Reproduce the data below with "lily flower" swapped out for "lily blossom" and everything else left unchanged.

#### Records shown

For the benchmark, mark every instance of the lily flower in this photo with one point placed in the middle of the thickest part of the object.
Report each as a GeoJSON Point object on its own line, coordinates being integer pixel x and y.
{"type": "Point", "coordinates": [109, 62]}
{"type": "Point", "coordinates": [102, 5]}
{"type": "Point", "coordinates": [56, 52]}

########

Task response.
For the benchmark, mark every instance of the lily blossom in this photo with one point placed in the middle of the thickest part of the object.
Report each as a GeoJSON Point object on its own line, coordinates being integer pixel x and y.
{"type": "Point", "coordinates": [109, 62]}
{"type": "Point", "coordinates": [102, 5]}
{"type": "Point", "coordinates": [56, 52]}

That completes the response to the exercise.